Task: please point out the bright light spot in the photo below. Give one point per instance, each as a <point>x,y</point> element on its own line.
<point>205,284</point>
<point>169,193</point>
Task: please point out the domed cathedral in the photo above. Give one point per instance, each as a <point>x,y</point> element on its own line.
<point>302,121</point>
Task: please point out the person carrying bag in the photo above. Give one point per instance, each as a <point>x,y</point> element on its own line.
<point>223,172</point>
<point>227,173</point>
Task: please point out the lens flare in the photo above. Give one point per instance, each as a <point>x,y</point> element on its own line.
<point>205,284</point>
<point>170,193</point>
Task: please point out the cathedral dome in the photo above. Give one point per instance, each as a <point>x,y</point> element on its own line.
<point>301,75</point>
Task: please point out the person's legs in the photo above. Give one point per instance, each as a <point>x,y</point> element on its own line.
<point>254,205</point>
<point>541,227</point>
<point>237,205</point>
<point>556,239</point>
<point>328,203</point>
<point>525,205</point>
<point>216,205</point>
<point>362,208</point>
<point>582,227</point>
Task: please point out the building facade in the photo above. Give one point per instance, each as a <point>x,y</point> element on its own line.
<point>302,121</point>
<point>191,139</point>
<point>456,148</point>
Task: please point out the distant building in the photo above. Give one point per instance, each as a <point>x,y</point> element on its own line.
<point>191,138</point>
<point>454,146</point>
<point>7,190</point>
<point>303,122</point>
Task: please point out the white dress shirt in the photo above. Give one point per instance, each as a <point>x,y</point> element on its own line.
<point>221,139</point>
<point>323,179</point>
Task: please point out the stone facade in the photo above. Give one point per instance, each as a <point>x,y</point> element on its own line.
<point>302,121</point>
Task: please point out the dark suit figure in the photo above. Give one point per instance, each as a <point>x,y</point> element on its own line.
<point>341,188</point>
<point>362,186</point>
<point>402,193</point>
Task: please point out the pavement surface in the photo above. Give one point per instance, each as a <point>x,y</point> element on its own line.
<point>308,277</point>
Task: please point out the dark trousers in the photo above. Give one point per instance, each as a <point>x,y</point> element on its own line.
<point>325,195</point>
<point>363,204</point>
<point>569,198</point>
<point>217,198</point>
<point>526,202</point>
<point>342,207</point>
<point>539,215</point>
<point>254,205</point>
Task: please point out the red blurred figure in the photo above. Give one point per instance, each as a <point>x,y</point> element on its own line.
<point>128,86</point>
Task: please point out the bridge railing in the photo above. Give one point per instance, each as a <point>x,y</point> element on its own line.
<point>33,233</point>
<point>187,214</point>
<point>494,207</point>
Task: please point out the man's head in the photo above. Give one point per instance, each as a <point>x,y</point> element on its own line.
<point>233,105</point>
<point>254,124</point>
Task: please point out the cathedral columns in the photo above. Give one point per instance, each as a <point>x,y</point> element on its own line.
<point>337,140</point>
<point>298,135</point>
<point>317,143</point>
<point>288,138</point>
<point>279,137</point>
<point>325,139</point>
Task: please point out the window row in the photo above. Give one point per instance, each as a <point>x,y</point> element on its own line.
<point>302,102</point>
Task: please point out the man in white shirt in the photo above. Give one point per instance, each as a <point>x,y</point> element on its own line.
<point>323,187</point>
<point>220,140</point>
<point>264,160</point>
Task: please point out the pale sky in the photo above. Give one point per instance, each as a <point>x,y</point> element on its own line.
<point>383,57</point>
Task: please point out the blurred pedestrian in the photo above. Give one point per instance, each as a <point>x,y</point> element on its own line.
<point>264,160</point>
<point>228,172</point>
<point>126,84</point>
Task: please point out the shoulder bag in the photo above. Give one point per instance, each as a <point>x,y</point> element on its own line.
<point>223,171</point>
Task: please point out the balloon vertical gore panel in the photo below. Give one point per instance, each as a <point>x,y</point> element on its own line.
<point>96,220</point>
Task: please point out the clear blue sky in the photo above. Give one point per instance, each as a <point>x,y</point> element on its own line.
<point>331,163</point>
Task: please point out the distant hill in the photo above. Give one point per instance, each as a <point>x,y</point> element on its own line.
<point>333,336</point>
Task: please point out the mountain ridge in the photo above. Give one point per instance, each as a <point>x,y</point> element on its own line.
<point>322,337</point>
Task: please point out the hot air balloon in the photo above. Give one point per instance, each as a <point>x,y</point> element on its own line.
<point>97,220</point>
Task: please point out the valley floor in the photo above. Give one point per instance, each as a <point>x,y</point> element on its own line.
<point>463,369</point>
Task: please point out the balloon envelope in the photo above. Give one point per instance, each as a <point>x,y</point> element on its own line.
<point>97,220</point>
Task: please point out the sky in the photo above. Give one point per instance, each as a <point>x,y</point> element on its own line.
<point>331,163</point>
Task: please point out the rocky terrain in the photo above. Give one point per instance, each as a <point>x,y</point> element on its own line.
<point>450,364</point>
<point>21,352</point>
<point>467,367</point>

* * *

Reproduce verbatim the stretch of the entries from the line containing "Task: please point out the person's" through the line containing "<point>525,205</point>", including both of those lines.

Task: please point out the person's legs in the photo above. Give one point per instance, each as a <point>x,y</point> element on its own line.
<point>254,205</point>
<point>541,227</point>
<point>237,205</point>
<point>556,239</point>
<point>328,203</point>
<point>525,205</point>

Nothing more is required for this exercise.